(begin)

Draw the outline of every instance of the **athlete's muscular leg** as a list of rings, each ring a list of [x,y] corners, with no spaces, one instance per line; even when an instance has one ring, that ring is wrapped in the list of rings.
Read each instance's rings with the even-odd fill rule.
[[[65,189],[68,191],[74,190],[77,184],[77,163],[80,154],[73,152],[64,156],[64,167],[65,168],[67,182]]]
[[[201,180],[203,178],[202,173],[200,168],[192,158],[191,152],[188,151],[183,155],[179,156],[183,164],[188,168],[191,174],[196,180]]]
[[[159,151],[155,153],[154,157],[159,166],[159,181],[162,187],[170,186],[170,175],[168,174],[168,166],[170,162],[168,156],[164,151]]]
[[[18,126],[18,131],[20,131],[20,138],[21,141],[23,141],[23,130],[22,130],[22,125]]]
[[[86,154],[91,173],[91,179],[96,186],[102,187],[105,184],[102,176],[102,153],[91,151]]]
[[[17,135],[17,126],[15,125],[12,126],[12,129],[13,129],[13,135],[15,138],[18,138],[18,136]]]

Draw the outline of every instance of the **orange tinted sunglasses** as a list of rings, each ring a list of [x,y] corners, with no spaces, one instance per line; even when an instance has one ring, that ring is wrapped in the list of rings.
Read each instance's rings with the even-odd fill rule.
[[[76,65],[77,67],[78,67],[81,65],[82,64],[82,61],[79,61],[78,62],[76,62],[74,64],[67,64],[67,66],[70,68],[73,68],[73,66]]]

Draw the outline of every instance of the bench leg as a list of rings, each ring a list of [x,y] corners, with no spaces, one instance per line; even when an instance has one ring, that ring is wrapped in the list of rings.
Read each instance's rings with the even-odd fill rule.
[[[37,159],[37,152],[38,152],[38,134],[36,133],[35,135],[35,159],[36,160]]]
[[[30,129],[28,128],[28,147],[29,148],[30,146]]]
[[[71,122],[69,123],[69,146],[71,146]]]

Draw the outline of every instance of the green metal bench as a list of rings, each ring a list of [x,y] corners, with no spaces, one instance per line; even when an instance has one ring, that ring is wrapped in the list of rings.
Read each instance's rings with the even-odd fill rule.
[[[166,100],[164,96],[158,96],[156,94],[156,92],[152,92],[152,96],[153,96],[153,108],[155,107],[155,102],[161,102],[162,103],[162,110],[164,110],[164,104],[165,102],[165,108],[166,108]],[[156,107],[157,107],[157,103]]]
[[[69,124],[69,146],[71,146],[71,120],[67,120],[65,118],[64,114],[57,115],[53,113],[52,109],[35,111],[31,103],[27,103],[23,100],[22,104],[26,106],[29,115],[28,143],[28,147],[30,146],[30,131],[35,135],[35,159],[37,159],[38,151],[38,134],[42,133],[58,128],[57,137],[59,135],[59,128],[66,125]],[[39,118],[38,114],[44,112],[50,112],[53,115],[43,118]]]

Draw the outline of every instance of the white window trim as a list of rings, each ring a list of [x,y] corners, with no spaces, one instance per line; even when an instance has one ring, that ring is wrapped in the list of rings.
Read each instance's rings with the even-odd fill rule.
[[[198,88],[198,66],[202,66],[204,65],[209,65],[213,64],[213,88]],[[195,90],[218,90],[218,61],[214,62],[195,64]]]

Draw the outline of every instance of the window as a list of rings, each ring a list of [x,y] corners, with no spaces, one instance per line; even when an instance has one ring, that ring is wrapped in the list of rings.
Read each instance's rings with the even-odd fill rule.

(end)
(begin)

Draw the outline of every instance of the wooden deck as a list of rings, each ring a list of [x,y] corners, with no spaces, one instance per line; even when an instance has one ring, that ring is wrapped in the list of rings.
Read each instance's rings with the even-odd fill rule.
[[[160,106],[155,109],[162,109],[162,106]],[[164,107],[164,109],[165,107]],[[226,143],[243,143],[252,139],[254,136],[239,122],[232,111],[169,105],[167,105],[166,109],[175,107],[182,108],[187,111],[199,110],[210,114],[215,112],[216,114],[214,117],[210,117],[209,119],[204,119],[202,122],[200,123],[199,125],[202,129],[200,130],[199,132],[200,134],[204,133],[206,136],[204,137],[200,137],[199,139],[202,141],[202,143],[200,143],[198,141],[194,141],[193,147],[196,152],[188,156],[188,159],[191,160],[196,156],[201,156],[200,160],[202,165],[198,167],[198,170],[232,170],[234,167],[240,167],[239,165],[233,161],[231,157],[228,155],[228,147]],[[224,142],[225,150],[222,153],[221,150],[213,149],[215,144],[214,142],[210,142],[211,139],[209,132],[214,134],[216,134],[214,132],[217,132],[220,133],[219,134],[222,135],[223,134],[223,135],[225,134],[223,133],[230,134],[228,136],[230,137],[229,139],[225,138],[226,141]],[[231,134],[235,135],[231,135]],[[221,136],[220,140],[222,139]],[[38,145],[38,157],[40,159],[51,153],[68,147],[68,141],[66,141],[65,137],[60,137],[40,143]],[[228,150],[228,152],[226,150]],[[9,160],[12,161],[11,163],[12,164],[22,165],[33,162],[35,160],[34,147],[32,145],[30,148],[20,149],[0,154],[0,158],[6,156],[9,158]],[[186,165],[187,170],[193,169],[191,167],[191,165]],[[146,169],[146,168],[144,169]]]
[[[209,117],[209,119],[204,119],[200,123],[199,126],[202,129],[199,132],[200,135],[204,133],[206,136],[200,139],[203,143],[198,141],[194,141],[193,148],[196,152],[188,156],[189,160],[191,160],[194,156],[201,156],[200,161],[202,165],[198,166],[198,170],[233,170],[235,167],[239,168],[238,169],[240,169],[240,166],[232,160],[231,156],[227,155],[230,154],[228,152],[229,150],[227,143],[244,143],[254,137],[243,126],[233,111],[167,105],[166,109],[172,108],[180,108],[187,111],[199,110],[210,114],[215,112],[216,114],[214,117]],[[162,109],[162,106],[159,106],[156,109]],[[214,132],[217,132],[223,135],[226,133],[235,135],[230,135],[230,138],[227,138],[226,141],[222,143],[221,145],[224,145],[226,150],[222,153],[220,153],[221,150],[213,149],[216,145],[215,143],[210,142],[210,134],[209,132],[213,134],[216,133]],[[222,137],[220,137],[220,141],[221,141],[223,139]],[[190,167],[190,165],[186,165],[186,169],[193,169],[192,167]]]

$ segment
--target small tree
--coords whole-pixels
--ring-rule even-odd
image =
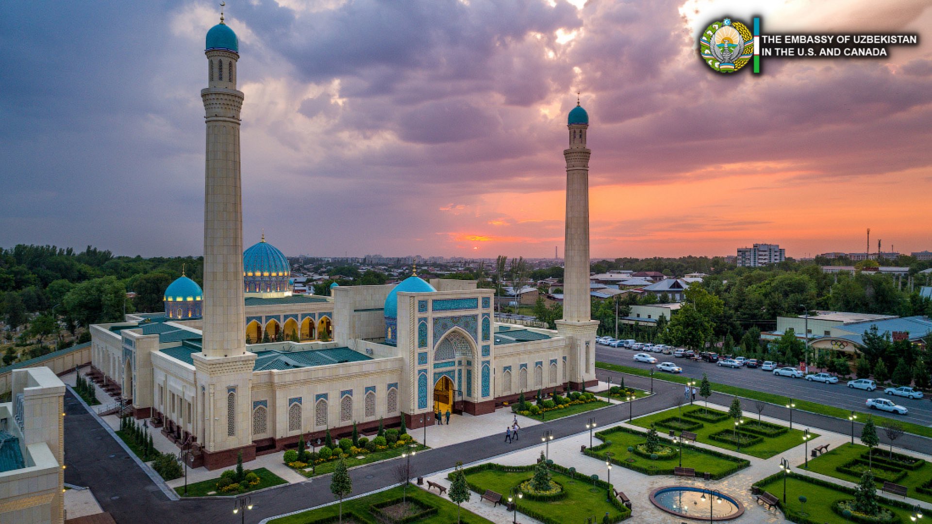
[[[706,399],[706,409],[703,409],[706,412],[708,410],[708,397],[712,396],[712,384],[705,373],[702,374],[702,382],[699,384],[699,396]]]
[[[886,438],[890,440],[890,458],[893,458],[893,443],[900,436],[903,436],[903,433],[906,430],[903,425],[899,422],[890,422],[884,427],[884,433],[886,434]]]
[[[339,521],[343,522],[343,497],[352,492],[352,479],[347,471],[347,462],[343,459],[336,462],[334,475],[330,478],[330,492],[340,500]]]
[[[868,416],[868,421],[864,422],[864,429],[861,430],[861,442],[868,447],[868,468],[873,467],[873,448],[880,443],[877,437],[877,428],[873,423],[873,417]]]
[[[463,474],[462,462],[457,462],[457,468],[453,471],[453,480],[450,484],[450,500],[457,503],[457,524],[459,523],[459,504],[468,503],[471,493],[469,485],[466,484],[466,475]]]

(end)
(begin)

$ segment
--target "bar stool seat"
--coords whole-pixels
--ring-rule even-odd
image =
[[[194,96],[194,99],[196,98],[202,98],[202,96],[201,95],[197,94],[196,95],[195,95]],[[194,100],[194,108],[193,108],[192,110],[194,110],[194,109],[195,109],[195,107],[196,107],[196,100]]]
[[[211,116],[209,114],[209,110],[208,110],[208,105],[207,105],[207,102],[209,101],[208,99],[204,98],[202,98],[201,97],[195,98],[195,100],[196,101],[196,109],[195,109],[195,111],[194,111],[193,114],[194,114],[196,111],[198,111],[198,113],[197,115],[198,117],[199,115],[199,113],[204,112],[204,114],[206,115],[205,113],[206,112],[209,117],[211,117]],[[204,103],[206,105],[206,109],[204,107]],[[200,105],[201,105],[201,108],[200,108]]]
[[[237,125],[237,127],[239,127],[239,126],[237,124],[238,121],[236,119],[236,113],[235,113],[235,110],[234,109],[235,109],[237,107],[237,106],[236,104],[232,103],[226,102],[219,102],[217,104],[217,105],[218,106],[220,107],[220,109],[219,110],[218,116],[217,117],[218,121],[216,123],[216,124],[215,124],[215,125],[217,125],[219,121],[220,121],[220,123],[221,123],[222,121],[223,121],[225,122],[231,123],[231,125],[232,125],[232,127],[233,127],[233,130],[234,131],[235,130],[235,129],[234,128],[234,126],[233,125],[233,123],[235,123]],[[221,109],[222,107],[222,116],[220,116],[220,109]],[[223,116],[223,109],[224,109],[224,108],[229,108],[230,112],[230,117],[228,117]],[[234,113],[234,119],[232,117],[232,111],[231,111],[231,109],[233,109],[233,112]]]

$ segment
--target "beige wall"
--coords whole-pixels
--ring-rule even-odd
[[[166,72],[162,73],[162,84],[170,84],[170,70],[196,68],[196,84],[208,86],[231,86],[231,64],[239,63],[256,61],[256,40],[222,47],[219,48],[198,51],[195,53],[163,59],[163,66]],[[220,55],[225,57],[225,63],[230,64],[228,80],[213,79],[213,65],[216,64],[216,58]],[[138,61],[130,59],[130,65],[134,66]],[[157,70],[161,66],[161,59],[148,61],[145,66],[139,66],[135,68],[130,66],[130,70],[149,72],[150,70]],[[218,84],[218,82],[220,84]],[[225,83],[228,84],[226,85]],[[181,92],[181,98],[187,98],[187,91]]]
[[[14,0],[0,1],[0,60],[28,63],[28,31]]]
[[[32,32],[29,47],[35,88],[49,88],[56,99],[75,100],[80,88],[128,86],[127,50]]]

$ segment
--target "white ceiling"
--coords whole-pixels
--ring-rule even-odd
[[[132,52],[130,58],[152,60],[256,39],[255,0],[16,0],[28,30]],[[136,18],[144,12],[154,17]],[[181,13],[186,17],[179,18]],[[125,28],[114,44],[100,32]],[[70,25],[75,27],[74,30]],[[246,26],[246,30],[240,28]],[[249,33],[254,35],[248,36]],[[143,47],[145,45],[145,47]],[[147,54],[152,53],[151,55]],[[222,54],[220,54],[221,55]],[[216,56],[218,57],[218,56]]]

(end)

DIRECTIVE —
Find each line in the records above that contains the word "white", and copy those lines out. Case counts.

FULL SOLUTION —
Draw the outline of every instance of the white window trim as a list of rings, each ring a list of [x,y] corners, with no spaces, one instance per line; even when an instance has one ring, that ring is wrapped in the list of rings.
--target "white ceiling"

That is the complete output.